• [任务目标 1]
根据这段写流水与洪水的节选文本，回答下列问题：
(a) 泥沙染黄了流水后，被人们命名为什么？
(b) 洪水退却后，有人去做了什么？
(c) 水汽化后，什么就是它们的流速？

• [节选文本]
************

这个过程,像在攀爬天梯。睡梦中,跋涉的人将再次回顾一番儿时跳崖的腾空感。那时候,人类的基因链接到了远古之前作为飞鸟的滑翔技能。

溪流带不来什么,也冲不走什么。

村庄依旧在高于流水的地方静默着,它们保持着同样的心跳,但只有彼此才能听到。

流水温柔,从未吞噬过小山村的任何事物。它横斜着流淌,像一条绶带,挂在每一缕炊烟之上。

从未干涸过,流水一直眷顾小山村。它的流动,让稻香和蛙鸣在水田里吟诵成诗。

滔天。

我坚信,上善的水是在某种力量的裹挟或者绑架之下席卷而来的。

否则,它不会放弃自己一直坚守的底线。

河中漂浮着木椽、牲畜和莫名的惊恐。水还在涨,小溪、小沟、小渠中的水,如收到集结的命令一样向河中汇聚。

泥沙染黄了流水,被人们命名为洪。

比猛兽的攻击力更强。它的兽性,除了大自然,谁也抵挡不了。一退再退的,除了警戒线,还有人们内心的防线。

退往高处的人,一边庆幸撤退及时,一边数落着洪水的种种罪行。河流是无辜的,没有一个人站出来帮它解释说,那是山河的血与泪。

而汹涌声,是一种嘶声力竭的控诉。

洪水退却后,有人上山种树。

或许,他曾在惶恐中忏悔过自己曾经砍伐的罪行。像一个虔诚的信众,往后,他将把“种树与水土保持”作为一个愿来还。

有些水,流着流着就消失了。

哦,气象学或者物理学告诉你,它们依旧在流动,只是改变了形态。

汽化后,水是无形、无色,又无味的。风速,就是它们的流速。

************

[收藏条目]
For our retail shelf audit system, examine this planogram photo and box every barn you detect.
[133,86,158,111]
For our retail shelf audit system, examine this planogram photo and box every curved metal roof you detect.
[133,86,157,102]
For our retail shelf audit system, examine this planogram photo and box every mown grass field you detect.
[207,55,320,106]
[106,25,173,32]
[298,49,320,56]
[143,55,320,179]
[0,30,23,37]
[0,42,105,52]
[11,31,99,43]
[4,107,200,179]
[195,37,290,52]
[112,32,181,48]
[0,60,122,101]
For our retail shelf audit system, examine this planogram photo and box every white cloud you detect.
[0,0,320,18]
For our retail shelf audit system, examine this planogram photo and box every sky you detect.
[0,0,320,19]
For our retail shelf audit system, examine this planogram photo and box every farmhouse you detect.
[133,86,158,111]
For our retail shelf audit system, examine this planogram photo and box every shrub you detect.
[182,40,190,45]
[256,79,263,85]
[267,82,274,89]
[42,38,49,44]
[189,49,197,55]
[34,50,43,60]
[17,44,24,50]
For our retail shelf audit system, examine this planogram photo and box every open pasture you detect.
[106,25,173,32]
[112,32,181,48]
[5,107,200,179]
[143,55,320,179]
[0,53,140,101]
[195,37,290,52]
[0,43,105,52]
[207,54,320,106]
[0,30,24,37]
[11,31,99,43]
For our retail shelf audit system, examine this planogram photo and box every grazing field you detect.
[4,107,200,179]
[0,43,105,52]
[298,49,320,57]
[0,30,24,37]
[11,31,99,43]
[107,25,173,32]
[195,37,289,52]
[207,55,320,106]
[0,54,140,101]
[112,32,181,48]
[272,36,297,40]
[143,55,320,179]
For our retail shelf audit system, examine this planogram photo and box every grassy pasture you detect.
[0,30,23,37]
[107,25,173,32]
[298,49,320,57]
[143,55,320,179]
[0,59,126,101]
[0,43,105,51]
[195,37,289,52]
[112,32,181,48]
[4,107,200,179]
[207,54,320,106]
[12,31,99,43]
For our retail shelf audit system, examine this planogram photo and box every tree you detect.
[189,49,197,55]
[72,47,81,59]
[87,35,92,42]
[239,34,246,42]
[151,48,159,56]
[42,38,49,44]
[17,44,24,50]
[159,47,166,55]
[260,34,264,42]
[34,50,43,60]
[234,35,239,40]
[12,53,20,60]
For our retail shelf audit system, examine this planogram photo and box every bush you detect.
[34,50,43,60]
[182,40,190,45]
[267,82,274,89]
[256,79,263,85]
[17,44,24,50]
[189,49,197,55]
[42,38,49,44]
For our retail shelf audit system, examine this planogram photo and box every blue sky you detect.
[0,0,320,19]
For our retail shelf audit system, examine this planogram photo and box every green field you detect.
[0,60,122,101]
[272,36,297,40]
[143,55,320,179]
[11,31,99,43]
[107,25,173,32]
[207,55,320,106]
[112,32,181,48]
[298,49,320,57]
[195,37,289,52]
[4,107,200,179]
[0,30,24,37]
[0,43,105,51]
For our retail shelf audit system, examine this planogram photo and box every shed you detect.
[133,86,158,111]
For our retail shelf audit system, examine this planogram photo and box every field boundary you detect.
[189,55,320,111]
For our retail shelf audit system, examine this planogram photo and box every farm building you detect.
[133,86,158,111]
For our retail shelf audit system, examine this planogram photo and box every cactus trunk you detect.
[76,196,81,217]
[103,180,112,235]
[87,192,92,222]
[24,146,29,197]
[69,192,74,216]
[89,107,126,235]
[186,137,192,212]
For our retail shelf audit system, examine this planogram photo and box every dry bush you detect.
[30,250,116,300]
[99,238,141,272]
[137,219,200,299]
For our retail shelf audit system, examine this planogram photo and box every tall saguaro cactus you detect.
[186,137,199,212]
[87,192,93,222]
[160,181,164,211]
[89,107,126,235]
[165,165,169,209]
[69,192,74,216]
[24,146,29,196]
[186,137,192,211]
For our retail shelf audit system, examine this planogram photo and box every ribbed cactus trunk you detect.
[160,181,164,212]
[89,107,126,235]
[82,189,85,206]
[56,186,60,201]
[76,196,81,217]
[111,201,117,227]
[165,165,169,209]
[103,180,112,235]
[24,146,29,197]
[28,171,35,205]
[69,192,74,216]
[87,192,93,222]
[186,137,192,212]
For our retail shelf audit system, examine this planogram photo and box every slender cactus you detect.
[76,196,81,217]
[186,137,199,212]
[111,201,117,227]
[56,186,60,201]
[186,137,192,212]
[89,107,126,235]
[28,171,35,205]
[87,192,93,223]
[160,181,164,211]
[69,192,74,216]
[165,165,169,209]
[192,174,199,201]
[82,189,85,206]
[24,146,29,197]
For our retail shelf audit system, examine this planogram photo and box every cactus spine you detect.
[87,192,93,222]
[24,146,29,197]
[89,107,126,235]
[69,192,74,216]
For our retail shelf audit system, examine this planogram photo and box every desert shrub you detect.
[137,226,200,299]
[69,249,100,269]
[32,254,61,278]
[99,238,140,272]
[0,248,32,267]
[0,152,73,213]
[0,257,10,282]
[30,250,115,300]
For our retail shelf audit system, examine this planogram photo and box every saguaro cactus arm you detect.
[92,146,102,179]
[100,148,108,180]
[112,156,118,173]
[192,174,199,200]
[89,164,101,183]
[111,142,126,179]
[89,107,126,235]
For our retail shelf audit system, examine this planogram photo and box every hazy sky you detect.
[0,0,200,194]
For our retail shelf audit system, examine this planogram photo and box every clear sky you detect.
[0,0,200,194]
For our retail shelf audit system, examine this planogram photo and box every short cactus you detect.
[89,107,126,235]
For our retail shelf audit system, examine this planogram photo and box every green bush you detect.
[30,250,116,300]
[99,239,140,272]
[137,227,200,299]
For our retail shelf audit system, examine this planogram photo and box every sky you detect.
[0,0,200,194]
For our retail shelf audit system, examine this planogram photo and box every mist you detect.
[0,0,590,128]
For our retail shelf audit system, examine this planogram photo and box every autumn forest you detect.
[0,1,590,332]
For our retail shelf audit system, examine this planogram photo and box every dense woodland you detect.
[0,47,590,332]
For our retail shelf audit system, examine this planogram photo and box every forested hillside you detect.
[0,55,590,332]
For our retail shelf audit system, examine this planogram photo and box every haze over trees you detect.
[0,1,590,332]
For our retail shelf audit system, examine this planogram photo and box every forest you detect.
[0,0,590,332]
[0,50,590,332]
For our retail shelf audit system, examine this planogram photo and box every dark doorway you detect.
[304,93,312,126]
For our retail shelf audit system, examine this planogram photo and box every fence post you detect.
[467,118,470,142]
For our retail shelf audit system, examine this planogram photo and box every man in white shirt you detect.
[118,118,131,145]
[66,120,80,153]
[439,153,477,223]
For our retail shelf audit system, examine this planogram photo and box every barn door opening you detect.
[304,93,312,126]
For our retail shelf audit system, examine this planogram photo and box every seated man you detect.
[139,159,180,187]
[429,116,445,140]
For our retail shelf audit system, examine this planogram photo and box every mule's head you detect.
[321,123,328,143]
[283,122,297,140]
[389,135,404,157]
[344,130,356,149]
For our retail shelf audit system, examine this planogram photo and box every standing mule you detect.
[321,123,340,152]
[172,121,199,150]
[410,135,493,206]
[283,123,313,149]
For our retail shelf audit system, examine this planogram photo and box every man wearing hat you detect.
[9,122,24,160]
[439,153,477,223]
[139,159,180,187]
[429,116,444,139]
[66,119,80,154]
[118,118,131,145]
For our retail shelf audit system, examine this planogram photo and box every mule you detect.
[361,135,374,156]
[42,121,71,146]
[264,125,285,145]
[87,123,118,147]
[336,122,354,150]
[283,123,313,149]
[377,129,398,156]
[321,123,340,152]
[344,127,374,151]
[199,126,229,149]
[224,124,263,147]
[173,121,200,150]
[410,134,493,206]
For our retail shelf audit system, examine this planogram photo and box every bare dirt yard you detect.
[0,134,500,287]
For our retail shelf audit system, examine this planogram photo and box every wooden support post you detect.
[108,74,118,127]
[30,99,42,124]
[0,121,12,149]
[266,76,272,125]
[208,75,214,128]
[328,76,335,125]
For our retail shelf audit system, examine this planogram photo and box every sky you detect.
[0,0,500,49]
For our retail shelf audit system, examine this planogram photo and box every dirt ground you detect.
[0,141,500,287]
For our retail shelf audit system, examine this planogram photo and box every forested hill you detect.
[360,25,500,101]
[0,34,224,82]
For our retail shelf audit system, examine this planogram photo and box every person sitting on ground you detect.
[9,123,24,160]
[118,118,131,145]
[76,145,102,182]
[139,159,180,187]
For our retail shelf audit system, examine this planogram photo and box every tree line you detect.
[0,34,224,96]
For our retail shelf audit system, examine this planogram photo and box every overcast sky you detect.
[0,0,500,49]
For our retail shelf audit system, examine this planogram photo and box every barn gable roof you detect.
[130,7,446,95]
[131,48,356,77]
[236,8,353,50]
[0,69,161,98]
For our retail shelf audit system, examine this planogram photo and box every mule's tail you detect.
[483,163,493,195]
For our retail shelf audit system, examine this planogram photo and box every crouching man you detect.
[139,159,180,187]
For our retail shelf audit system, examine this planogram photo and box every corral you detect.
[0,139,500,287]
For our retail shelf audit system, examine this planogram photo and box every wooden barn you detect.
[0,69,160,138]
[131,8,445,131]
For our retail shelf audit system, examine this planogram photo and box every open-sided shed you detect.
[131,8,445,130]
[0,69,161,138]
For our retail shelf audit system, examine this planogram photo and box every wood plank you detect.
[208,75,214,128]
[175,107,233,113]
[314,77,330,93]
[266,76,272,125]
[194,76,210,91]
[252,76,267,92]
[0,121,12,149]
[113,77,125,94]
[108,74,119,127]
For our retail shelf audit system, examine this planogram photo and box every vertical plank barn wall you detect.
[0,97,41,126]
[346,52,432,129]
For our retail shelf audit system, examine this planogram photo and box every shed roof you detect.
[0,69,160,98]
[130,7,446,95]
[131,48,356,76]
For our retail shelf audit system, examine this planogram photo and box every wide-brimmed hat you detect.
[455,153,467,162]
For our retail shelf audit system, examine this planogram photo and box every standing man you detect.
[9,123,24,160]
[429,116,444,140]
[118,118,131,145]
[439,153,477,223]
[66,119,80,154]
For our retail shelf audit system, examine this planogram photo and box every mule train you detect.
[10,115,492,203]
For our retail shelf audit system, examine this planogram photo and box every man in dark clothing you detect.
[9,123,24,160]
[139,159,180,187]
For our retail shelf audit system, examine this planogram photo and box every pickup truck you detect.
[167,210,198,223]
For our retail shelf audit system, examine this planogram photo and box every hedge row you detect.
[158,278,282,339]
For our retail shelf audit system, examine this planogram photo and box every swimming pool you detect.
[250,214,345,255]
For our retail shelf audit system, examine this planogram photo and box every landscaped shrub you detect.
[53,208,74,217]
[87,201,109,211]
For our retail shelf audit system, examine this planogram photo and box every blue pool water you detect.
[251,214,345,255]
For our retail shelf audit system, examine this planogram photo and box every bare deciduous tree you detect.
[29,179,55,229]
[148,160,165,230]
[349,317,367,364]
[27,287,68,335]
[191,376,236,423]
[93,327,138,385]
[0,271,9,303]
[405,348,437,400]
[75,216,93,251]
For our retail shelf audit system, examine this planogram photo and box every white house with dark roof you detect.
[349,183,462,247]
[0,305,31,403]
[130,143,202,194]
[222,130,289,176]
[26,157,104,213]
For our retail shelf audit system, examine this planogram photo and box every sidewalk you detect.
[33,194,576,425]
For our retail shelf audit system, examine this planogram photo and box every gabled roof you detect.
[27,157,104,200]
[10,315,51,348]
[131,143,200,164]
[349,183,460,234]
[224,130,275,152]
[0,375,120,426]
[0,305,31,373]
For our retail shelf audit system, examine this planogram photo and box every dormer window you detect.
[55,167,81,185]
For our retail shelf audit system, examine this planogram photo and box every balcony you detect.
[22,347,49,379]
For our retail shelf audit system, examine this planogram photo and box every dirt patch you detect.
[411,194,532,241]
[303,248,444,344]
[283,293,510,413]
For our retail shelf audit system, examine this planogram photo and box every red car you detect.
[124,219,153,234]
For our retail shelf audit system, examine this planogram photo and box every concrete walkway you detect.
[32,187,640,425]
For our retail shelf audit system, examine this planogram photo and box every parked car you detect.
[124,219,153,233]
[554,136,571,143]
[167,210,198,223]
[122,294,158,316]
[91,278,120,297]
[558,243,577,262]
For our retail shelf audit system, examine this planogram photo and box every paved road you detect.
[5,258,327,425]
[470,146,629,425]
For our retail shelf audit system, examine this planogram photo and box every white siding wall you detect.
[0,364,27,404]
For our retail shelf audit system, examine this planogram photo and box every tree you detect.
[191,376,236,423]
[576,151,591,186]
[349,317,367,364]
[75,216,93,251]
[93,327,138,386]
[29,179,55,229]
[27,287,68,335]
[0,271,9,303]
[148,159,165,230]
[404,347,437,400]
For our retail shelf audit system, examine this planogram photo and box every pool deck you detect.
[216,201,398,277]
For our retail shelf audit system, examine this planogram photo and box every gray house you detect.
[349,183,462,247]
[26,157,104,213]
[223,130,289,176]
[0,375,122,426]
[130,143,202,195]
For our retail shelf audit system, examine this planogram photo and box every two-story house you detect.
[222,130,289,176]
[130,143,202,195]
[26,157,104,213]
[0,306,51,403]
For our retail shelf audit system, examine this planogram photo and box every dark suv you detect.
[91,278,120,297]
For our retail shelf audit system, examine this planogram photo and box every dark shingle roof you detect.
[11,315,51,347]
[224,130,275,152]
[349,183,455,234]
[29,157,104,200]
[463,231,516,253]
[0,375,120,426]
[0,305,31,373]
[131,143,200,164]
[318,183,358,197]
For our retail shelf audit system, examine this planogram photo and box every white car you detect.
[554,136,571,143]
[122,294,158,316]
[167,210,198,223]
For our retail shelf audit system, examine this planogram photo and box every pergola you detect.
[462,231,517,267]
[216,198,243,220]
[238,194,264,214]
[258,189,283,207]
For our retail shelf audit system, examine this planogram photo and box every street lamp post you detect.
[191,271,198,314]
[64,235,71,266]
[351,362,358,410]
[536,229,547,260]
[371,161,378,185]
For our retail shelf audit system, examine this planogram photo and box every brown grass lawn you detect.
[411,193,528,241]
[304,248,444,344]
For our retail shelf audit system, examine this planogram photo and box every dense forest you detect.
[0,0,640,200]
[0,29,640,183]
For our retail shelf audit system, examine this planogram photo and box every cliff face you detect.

************

• [任务目标 2] 将列表中从开头一行到含有"[12,53,20,60]"的那一行（两端都包括）里的"planogram photo"全部替换成"shelf image"，其余内容保持不变，只输出这些行。

• [参考答案 1]
(a) 洪。
(b) 上山种树。
(c) 风速。

• [参考答案 2]
For our retail shelf audit system, examine this shelf image and box every barn you detect.
[133,86,158,111]
For our retail shelf audit system, examine this shelf image and box every curved metal roof you detect.
[133,86,157,102]
For our retail shelf audit system, examine this shelf image and box every mown grass field you detect.
[207,55,320,106]
[106,25,173,32]
[298,49,320,56]
[143,55,320,179]
[0,30,23,37]
[0,42,105,52]
[11,31,99,43]
[4,107,200,179]
[195,37,290,52]
[112,32,181,48]
[0,60,122,101]
For our retail shelf audit system, examine this shelf image and box every white cloud you detect.
[0,0,320,18]
For our retail shelf audit system, examine this shelf image and box every sky you detect.
[0,0,320,19]
For our retail shelf audit system, examine this shelf image and box every farmhouse you detect.
[133,86,158,111]
For our retail shelf audit system, examine this shelf image and box every shrub you detect.
[182,40,190,45]
[256,79,263,85]
[267,82,274,89]
[42,38,49,44]
[189,49,197,55]
[34,50,43,60]
[17,44,24,50]
For our retail shelf audit system, examine this shelf image and box every open pasture you detect.
[106,25,173,32]
[112,32,181,48]
[5,107,200,179]
[143,55,320,179]
[0,53,140,101]
[195,37,290,52]
[0,43,105,52]
[207,54,320,106]
[0,30,24,37]
[11,31,99,43]
For our retail shelf audit system, examine this shelf image and box every grazing field you detect.
[4,107,200,179]
[0,43,105,52]
[298,49,320,57]
[0,30,24,37]
[11,31,99,43]
[107,25,173,32]
[195,37,289,52]
[207,55,320,106]
[0,54,140,101]
[112,32,181,48]
[272,36,297,40]
[143,55,320,179]
For our retail shelf audit system, examine this shelf image and box every grassy pasture you detect.
[0,30,23,37]
[107,25,173,32]
[298,49,320,57]
[143,55,320,179]
[0,59,126,101]
[0,43,105,51]
[195,37,289,52]
[112,32,181,48]
[4,107,200,179]
[207,54,320,106]
[12,31,99,43]
For our retail shelf audit system, examine this shelf image and box every tree you detect.
[189,49,197,55]
[72,47,81,59]
[87,35,92,42]
[239,34,246,42]
[151,48,159,56]
[42,38,49,44]
[17,44,24,50]
[159,47,166,55]
[260,34,264,42]
[34,50,43,60]
[234,35,239,40]
[12,53,20,60]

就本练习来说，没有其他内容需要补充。